§ **Your goal**
Reproduce the records verbatim, from the first line through the line containing "top-left (94, 107), bottom-right (143, 118)", and leave out the pictures.

§ **Data lines**

/---

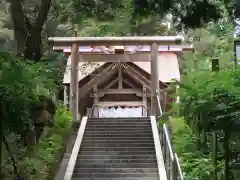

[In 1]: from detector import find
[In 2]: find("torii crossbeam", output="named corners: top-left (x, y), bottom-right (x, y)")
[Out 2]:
top-left (48, 36), bottom-right (193, 120)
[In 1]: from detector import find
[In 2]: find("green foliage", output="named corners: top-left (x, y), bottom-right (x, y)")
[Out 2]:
top-left (171, 118), bottom-right (222, 180)
top-left (4, 105), bottom-right (72, 180)
top-left (0, 53), bottom-right (55, 134)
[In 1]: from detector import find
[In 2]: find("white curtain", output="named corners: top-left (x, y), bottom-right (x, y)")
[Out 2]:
top-left (94, 107), bottom-right (143, 118)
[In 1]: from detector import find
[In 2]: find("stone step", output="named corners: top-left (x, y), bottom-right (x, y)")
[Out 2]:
top-left (88, 117), bottom-right (149, 121)
top-left (74, 167), bottom-right (158, 174)
top-left (75, 161), bottom-right (157, 169)
top-left (83, 132), bottom-right (153, 140)
top-left (72, 177), bottom-right (159, 180)
top-left (72, 118), bottom-right (159, 180)
top-left (79, 149), bottom-right (156, 156)
top-left (78, 154), bottom-right (156, 161)
top-left (82, 141), bottom-right (155, 148)
top-left (87, 122), bottom-right (151, 128)
top-left (85, 125), bottom-right (152, 131)
top-left (76, 157), bottom-right (156, 166)
top-left (87, 120), bottom-right (151, 125)
top-left (84, 129), bottom-right (152, 135)
top-left (80, 145), bottom-right (155, 152)
top-left (73, 172), bottom-right (158, 180)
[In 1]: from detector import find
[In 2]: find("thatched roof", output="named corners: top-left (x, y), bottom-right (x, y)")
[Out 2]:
top-left (63, 52), bottom-right (180, 84)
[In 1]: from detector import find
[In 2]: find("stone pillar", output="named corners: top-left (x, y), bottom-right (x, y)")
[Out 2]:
top-left (150, 43), bottom-right (159, 116)
top-left (70, 44), bottom-right (79, 121)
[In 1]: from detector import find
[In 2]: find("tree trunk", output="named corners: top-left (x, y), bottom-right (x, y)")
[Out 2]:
top-left (212, 131), bottom-right (217, 179)
top-left (223, 128), bottom-right (230, 180)
top-left (3, 135), bottom-right (18, 177)
top-left (10, 0), bottom-right (51, 61)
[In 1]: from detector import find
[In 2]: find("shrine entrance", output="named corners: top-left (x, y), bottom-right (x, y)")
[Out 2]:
top-left (49, 36), bottom-right (193, 119)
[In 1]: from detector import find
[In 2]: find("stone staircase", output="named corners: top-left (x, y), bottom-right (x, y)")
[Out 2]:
top-left (72, 118), bottom-right (159, 180)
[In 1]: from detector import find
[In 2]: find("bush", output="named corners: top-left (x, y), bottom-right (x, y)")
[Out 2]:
top-left (171, 118), bottom-right (222, 180)
top-left (3, 105), bottom-right (72, 180)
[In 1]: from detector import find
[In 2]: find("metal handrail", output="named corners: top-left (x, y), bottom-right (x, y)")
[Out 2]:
top-left (157, 92), bottom-right (184, 180)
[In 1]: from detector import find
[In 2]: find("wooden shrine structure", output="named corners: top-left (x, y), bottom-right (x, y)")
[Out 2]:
top-left (49, 36), bottom-right (193, 120)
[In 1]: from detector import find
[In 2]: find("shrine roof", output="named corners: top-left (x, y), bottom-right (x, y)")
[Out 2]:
top-left (63, 52), bottom-right (180, 84)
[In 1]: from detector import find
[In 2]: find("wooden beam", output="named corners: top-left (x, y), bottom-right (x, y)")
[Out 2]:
top-left (70, 44), bottom-right (79, 121)
top-left (95, 101), bottom-right (144, 107)
top-left (79, 63), bottom-right (117, 97)
top-left (48, 36), bottom-right (184, 46)
top-left (123, 79), bottom-right (136, 88)
top-left (53, 45), bottom-right (194, 54)
top-left (123, 68), bottom-right (151, 91)
top-left (98, 89), bottom-right (142, 96)
top-left (151, 42), bottom-right (159, 116)
top-left (124, 64), bottom-right (151, 88)
top-left (79, 53), bottom-right (151, 62)
top-left (104, 79), bottom-right (118, 89)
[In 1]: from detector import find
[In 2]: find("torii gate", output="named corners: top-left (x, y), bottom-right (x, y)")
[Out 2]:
top-left (48, 36), bottom-right (193, 120)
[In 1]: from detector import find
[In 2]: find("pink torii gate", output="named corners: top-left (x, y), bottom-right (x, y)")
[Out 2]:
top-left (49, 36), bottom-right (193, 120)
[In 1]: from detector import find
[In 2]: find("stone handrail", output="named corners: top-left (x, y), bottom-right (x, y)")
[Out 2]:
top-left (157, 93), bottom-right (184, 180)
top-left (64, 116), bottom-right (87, 180)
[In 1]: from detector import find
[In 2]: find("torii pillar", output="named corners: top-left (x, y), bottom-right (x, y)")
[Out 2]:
top-left (70, 43), bottom-right (79, 121)
top-left (150, 43), bottom-right (159, 116)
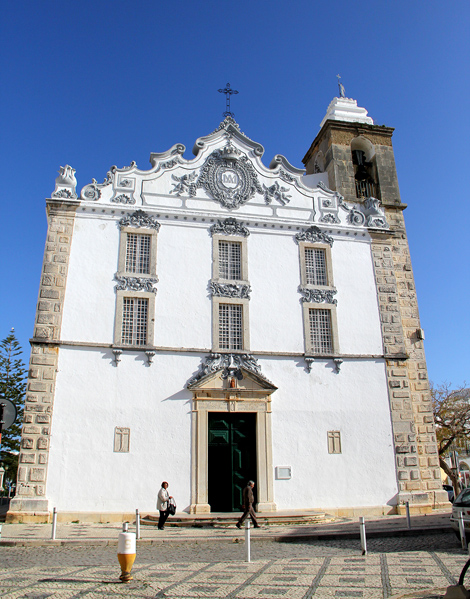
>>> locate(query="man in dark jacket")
[237,480,259,528]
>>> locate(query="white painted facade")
[39,111,404,513]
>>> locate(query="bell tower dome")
[303,95,447,514]
[302,97,401,206]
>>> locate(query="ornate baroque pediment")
[188,353,277,391]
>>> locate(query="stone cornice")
[46,198,80,216]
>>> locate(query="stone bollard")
[359,516,367,555]
[118,522,136,582]
[245,518,251,562]
[444,559,470,599]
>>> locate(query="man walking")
[237,480,259,528]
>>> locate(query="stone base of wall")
[5,510,52,524]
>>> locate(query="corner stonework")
[7,199,79,522]
[371,207,448,514]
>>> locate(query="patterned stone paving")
[0,541,468,599]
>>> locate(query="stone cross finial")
[336,75,346,98]
[218,83,238,118]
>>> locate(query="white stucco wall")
[47,349,397,512]
[46,126,397,512]
[61,213,382,355]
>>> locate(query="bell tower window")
[352,150,377,198]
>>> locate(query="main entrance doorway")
[208,412,257,512]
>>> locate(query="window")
[114,426,131,453]
[212,233,248,282]
[305,247,328,285]
[126,233,151,274]
[121,297,149,345]
[219,304,243,349]
[299,241,333,288]
[299,239,339,356]
[219,240,242,281]
[328,431,341,453]
[308,308,333,354]
[210,229,251,352]
[118,227,158,277]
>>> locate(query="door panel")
[208,412,256,512]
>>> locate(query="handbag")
[168,497,176,516]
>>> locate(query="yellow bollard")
[118,522,136,582]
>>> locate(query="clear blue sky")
[0,0,470,385]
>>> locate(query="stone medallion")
[196,144,263,210]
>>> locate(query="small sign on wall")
[275,466,292,480]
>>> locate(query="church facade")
[8,98,447,521]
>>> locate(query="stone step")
[140,511,328,528]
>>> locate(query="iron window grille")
[126,233,150,274]
[308,308,333,354]
[121,297,148,345]
[219,304,243,349]
[305,248,328,285]
[219,241,242,281]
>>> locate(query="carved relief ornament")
[188,353,267,387]
[210,218,250,237]
[119,210,161,231]
[209,281,251,299]
[195,142,263,210]
[295,226,333,247]
[114,274,158,294]
[299,286,338,305]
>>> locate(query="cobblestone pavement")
[0,533,468,599]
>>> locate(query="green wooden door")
[208,412,256,512]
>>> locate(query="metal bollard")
[135,510,140,539]
[51,507,57,541]
[359,516,367,555]
[245,519,251,562]
[459,512,467,549]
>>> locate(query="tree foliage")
[431,383,470,493]
[0,329,27,482]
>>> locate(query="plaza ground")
[0,513,468,599]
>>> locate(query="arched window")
[351,136,380,199]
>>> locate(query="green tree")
[431,383,470,496]
[0,329,27,490]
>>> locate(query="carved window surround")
[212,296,250,352]
[114,289,155,350]
[117,226,158,280]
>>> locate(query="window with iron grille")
[121,297,149,345]
[219,304,243,349]
[219,240,242,281]
[305,247,328,285]
[126,233,150,274]
[328,431,341,453]
[308,308,333,354]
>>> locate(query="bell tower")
[303,96,448,514]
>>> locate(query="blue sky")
[0,0,470,385]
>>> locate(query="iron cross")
[218,83,238,118]
[336,75,345,98]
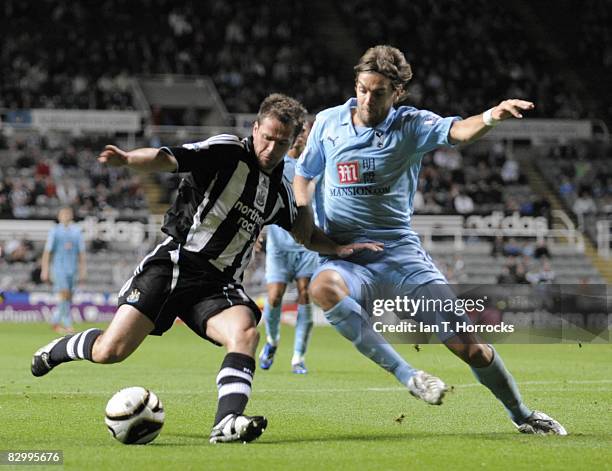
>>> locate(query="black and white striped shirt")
[162,134,297,282]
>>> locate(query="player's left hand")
[98,145,128,167]
[491,99,535,121]
[336,242,385,258]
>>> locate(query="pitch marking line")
[5,379,612,396]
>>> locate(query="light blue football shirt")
[45,224,85,275]
[266,155,324,252]
[295,98,461,243]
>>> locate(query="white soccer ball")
[104,386,165,445]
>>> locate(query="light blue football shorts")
[312,236,469,342]
[266,250,319,284]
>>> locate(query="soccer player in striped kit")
[31,94,381,443]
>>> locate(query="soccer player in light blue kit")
[294,46,566,435]
[259,122,323,374]
[40,207,86,332]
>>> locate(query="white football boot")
[513,410,567,435]
[210,414,268,443]
[406,370,448,406]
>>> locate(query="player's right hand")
[98,145,128,167]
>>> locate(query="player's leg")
[32,304,154,376]
[291,250,319,374]
[205,305,267,443]
[60,289,74,333]
[259,282,287,370]
[32,242,177,376]
[310,266,416,394]
[291,277,313,374]
[445,334,567,435]
[51,270,72,332]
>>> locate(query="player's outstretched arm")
[98,145,178,172]
[448,99,535,144]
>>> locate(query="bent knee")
[449,344,493,368]
[92,337,132,363]
[268,293,283,307]
[310,270,348,311]
[228,326,259,350]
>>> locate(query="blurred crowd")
[0,0,612,124]
[0,0,343,118]
[413,142,550,219]
[0,133,147,219]
[539,142,612,219]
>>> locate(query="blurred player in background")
[259,122,321,374]
[31,94,380,443]
[40,207,87,332]
[294,46,566,435]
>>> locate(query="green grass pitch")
[0,324,612,470]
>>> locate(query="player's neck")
[351,108,384,128]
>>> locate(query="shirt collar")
[242,136,285,181]
[340,97,397,132]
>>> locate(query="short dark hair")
[354,45,412,101]
[256,93,307,138]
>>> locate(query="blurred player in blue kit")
[40,207,87,332]
[294,46,566,435]
[259,122,322,374]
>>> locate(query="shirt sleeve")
[78,229,85,253]
[408,110,461,154]
[161,134,244,173]
[268,177,297,232]
[295,118,325,180]
[45,227,55,252]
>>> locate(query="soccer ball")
[104,386,165,445]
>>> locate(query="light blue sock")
[59,301,72,328]
[293,303,312,357]
[51,301,64,325]
[263,300,282,346]
[472,345,532,424]
[325,296,416,385]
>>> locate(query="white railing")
[411,210,584,252]
[0,210,588,256]
[597,219,612,258]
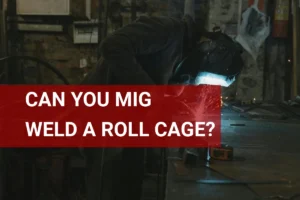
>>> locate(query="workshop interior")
[0,0,300,200]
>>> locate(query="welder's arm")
[101,17,183,85]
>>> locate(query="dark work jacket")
[82,16,200,85]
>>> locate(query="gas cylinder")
[272,0,290,38]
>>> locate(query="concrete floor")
[166,110,300,200]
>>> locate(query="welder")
[82,2,243,200]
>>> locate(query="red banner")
[0,85,221,147]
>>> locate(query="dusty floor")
[144,105,300,200]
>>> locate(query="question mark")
[206,122,216,137]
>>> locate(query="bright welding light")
[195,72,235,87]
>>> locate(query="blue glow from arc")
[195,72,235,87]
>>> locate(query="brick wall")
[20,33,97,84]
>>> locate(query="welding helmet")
[174,31,243,87]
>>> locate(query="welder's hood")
[175,32,243,87]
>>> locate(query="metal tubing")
[292,0,300,99]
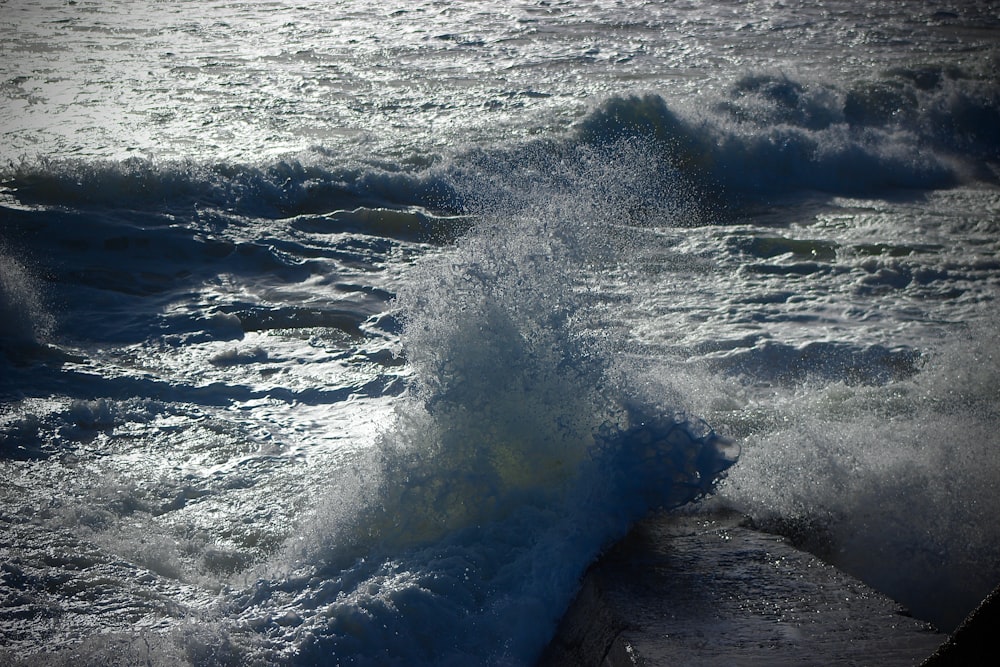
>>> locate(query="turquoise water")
[0,1,1000,665]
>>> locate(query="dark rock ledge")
[538,510,952,667]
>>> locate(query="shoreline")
[536,508,976,667]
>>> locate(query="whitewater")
[0,0,1000,665]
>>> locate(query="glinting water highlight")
[0,0,1000,665]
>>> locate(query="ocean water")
[0,0,1000,665]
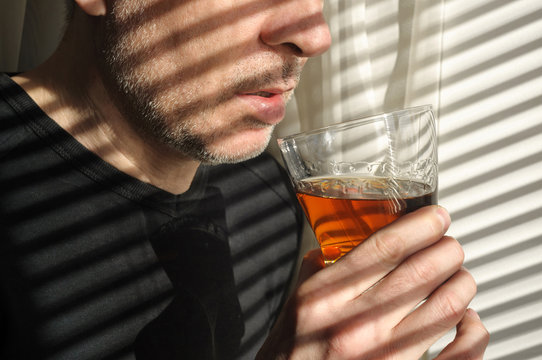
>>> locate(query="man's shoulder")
[0,74,34,158]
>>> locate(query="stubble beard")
[102,8,302,164]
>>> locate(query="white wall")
[439,0,542,360]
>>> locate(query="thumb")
[297,249,324,285]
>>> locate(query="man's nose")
[260,0,331,57]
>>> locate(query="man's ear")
[75,0,107,16]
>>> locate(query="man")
[0,0,488,360]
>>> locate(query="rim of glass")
[277,104,433,143]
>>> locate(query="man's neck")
[13,14,199,194]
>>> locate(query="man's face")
[101,0,330,163]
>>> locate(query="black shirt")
[0,74,301,360]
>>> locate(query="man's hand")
[258,206,489,360]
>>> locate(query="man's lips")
[238,89,290,125]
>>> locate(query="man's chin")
[199,126,274,165]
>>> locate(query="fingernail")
[466,308,480,320]
[436,205,452,228]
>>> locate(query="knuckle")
[294,293,330,323]
[411,261,439,283]
[373,232,405,267]
[445,236,465,266]
[437,291,467,323]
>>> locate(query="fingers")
[315,206,450,301]
[435,309,489,360]
[393,269,476,359]
[297,249,324,284]
[350,236,464,326]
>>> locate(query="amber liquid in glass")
[297,177,436,264]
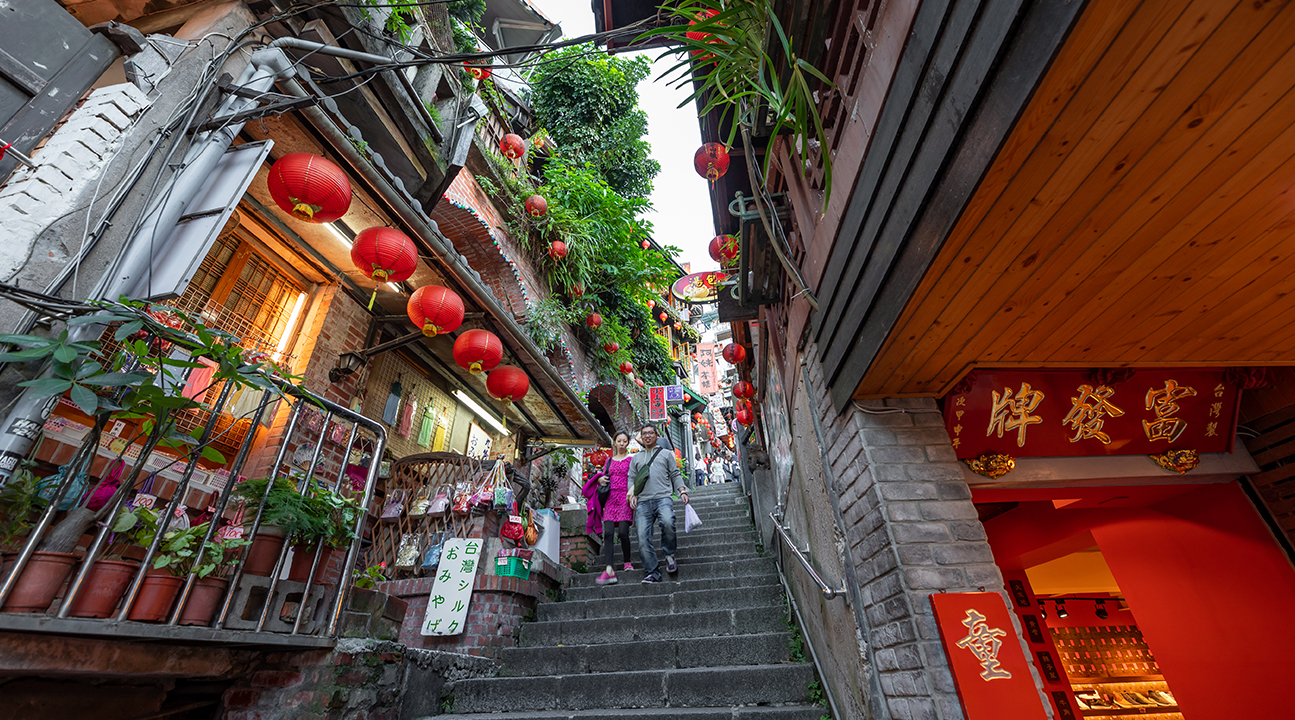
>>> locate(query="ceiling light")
[455,390,508,435]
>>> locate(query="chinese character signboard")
[944,369,1239,458]
[422,537,482,635]
[648,385,666,422]
[697,342,720,395]
[931,593,1046,720]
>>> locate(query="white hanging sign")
[422,537,482,635]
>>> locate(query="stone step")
[432,704,828,720]
[571,550,777,588]
[537,583,782,620]
[521,606,787,647]
[562,572,777,602]
[452,663,813,717]
[500,632,793,677]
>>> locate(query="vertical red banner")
[931,593,1048,720]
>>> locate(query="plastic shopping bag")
[684,502,702,532]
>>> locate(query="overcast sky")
[530,0,717,272]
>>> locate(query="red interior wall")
[985,483,1295,720]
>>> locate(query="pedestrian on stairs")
[584,430,635,585]
[629,423,688,583]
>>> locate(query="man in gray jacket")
[629,423,688,583]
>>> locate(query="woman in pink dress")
[589,430,635,585]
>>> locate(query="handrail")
[769,513,850,605]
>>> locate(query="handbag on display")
[378,488,404,521]
[395,532,418,567]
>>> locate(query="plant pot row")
[0,532,333,625]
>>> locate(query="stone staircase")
[439,483,828,720]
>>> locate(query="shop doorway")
[974,483,1295,720]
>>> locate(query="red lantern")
[724,343,746,365]
[486,365,531,403]
[693,142,729,183]
[455,328,504,376]
[405,285,464,338]
[499,132,526,161]
[265,153,351,223]
[710,234,737,267]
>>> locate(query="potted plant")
[287,487,363,583]
[179,537,251,625]
[0,462,69,613]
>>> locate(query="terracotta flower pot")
[127,575,184,623]
[243,526,286,578]
[287,545,333,584]
[180,578,229,625]
[0,550,76,613]
[67,559,140,618]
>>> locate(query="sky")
[531,0,717,272]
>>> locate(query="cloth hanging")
[396,398,418,438]
[418,403,436,447]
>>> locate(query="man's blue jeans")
[635,497,676,578]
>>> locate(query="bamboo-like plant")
[635,0,834,210]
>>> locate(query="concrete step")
[562,574,777,602]
[452,663,813,717]
[521,606,787,647]
[537,581,783,620]
[500,632,791,677]
[571,550,777,588]
[432,704,828,720]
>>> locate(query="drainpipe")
[0,49,293,487]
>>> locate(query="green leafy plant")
[636,0,835,210]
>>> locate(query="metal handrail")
[769,513,850,605]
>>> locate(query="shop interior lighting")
[455,390,508,435]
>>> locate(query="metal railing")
[769,513,850,605]
[0,362,386,642]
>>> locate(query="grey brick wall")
[805,350,1039,720]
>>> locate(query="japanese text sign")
[422,537,482,635]
[648,385,666,422]
[944,369,1239,458]
[931,593,1046,720]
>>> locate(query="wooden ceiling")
[856,0,1295,398]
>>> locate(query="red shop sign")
[944,369,1241,458]
[931,593,1046,720]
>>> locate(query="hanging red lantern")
[499,132,526,161]
[724,342,746,365]
[455,328,504,376]
[265,153,351,223]
[710,234,737,267]
[405,285,464,338]
[693,142,729,183]
[351,227,418,309]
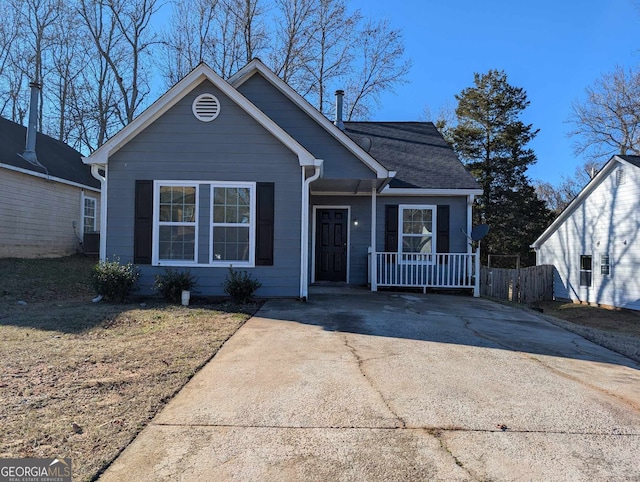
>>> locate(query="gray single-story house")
[84,60,482,298]
[0,117,100,258]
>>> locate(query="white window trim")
[600,254,611,277]
[207,181,257,268]
[79,192,98,236]
[151,181,201,266]
[398,204,438,264]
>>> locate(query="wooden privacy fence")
[480,264,553,303]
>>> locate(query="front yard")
[0,256,259,480]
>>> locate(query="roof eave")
[380,186,483,196]
[83,63,315,166]
[529,155,624,249]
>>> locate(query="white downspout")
[369,187,378,291]
[91,164,108,261]
[467,194,480,298]
[300,159,324,300]
[467,194,475,254]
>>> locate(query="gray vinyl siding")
[106,81,301,297]
[238,73,375,179]
[309,196,468,285]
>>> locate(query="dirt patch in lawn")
[533,301,640,363]
[0,257,259,480]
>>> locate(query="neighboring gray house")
[0,117,100,258]
[532,156,640,310]
[85,60,482,297]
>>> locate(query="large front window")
[398,205,436,261]
[157,185,198,263]
[211,184,255,265]
[152,181,256,267]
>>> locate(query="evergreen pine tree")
[445,70,551,266]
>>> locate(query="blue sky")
[351,0,640,184]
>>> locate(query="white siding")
[0,169,100,258]
[537,164,640,310]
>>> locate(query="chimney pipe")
[333,90,344,131]
[22,82,40,166]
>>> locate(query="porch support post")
[369,187,378,291]
[473,241,480,298]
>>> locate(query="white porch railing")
[369,253,480,291]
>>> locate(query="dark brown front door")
[316,209,347,281]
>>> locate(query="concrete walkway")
[101,291,640,482]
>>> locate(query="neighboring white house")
[532,155,640,310]
[0,117,100,258]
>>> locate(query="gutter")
[300,159,324,301]
[90,159,107,261]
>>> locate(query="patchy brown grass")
[534,301,640,363]
[0,257,259,480]
[536,301,640,338]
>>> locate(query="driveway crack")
[342,334,407,428]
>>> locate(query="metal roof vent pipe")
[20,82,46,170]
[333,90,344,131]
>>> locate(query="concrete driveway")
[101,290,640,481]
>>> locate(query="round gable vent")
[191,94,220,122]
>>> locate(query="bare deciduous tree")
[298,0,362,114]
[269,0,317,85]
[534,160,602,214]
[345,19,411,120]
[160,0,218,85]
[569,67,640,161]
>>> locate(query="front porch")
[368,249,480,297]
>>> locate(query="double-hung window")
[398,204,436,262]
[211,182,256,266]
[154,182,198,265]
[152,181,257,267]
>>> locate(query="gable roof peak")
[83,61,315,166]
[229,59,395,179]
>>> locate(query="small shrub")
[223,268,262,304]
[91,258,140,303]
[153,269,198,303]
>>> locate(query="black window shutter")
[133,181,153,264]
[436,206,449,253]
[384,204,398,253]
[256,182,275,266]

\---

§ **Result of this task**
[In 1]: from detector import find
[In 2]: find("torii crossbeam", output="named corners: top-left (x, y), bottom-right (x, y)")
[Out 2]:
top-left (48, 36), bottom-right (193, 120)
[In 1]: from detector import find
[In 2]: find("green foliage", output="named corners: top-left (x, y), bottom-right (x, y)")
[Out 2]:
top-left (171, 118), bottom-right (222, 180)
top-left (4, 105), bottom-right (72, 180)
top-left (0, 53), bottom-right (55, 134)
[In 1]: from detector import find
[In 2]: find("white curtain", output="named corners: top-left (x, y), bottom-right (x, y)")
[Out 2]:
top-left (94, 107), bottom-right (143, 118)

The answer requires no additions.